## [Bereitgestellter Auszug]
::::
2006 haben die Textilien sehr stark zugelegt. Auch Fruchtsäfte und Reis haben sich erfreulich entwickelt.


Welchen Einfluss auf den Absatz Ihrer Produkte hat der Preisdruck im Detailhandel durch den zunehmenden Wettbewerb?


Im Schweizer Detailhandel ist Max Havelaar zu einer fixen Grösse geworden. Wer was auf sich hält, arbeitet mit dem fairen Handel zusammen. Aber es stimmt, dass der Konkurrenzdruck gewisse Marktpartner gezwungen hat, Sortimentsanpassungen vorzunehmen, die sich insbesondere auf den Absatz bei den Bananen ausgewirkt haben.


«Unser Ziel ist, dass der Ausschank von Max Havelaar-zertifziertem Kaffee so selbstverständlich wird wie das Sammeln von Altpapier.» (Martin Rohner)


Wie begegnen Sie dieser Herausforderung?


Wir müssen die Konsumentinnen und Konsumenten dort abzuholen, wo sie einkaufen respektive konsumieren und wir müssen ihnen jene Qualität anbieten, die sie suchen. Wir arbeiten daher mit unseren Partnern, um neue Angebotsformen zu entwickeln, z.B: Kaffeekapseln, welche heute zunehmend nachgefragt werden. Ausbaupotenzial sehen wir neben den nach wie vor wichtigen Eigenmarken auch bei Markenprodukten und in der Personalgastronomie. Wenn wir jedes Jahr fünf Unternehmen in der Grösse einer UBS überzeugen könnten, ihren Mitarbeitenden nur noch Max Havelaar-zertifizierten Kaffee auszuschenken, würde sich der Absatz dieses Kaffees in fünf Jahren verdoppeln. Unser Ziel ist, dass der Ausschank von Max Havelaar-zertifziertem Kaffee so selbstverständlich wird wie das Sammeln von Altpapier.


Mit McDonald’s schenkt in der Schweiz ein Gastronomieriese Max Havelaar-zertifizierten Kaffee aus. Wie haben sich Max Havelaar-Produkte generell in der Schweizer Gastronomie etabliert?


Erst 25% des Max Havelaar-zertifizierten Kaffees wird in der Gastronomie verkauft. Gesamtschweizerisch wird jedoch jeder zweite Kaffee ausser Haus konsumiert. Dies zeigt das vorhandene Potenzial.


2006 belief sich der Umsatz mit Max Havelaar-zertifizierten Produkten auf 223,4 Mio. Franken, was einer Steigerung von 1,2 % gegenüber dem Vorjahr entspricht. Von welchen Zahlen gehen Sie für 2007 aus und welche Entwicklung sehen Sie für die kommenden Jahre?


Wir erwarten, dass sich unsere neuen Marktstrategien bereits in diesem Jahr in der Entwicklung des Umsatzes mit Max Havelaar-zertifizierten Produkten niederschlagen werden. Letzlich haben es die Konsumentinnen und Konsumenten in der Hand, ob der faire Handel weiter wächst.
::::
## [Gesammelte Daten]
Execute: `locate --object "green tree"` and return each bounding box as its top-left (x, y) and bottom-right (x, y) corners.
::::
## [Auszuführende Schritte]
1: Beantworten Sie anhand des Auszugs über Max Havelaar:
(a) Auf welchen Betrag belief sich 2006 der Umsatz mit Max Havelaar-zertifizierten Produkten?
(b) Welcher Anteil des Max Havelaar-zertifizierten Kaffees wird in der Gastronomie verkauft?
(c) Welche neue Angebotsform wird als zunehmend nachgefragtes Beispiel genannt?
2: Schreiben Sie den Auszug über Max Havelaar im Anschluss an dessen letzten Satz fort.
Die Daten sind hierfür ohne Belang.

## [Antworten je Aufgabe]
1:
(a) 223,4 Mio. Franken
(b) 25 %
(c) Kaffeekapseln

2:
Herr Rohner, besten Dank für das Interview.





Zur Person:
Martin Rohner ist seit 1. Oktober 2005 Geschäftsleiter der Max Havelaar-Stiftung (Schweiz) und seit Mai 2007 Mitglied des Verwaltungsrates von FLO e.V. Rohner (lic. oec. HSG) verfügt über langjährige Erfahrung in der wirtschaftlichen Entwicklungszusammenarbeit. Seit 2001 leitete er beim Staatssekretariat für Wirtschaft (seco) das Ressort multilaterale Finanzinstitutionen. In dieser Funktion war er u.a. zuständig für die Förderung der Beziehungen zwischen der Schweizer Industrie und den internationalen Entwicklungsbanken. Zuvor arbeitete Rohner drei Jahre als Berater des Schweizer Exekutivdirektors bei der Weltbank in Washington sowie beim seco als Koordinator des Schweizer Entschuldungsprogramms für arme Länder. Zu Beginn seiner Karriere war Rohner als Projektmanager bei der Crossair tätig. Ein Nachdiplomstudium im Bereich Umwelt und Entwicklung in England inspirierte ihr für den Wechsel von der Privatwirtschaft in die Entwicklungszusammenarbeit.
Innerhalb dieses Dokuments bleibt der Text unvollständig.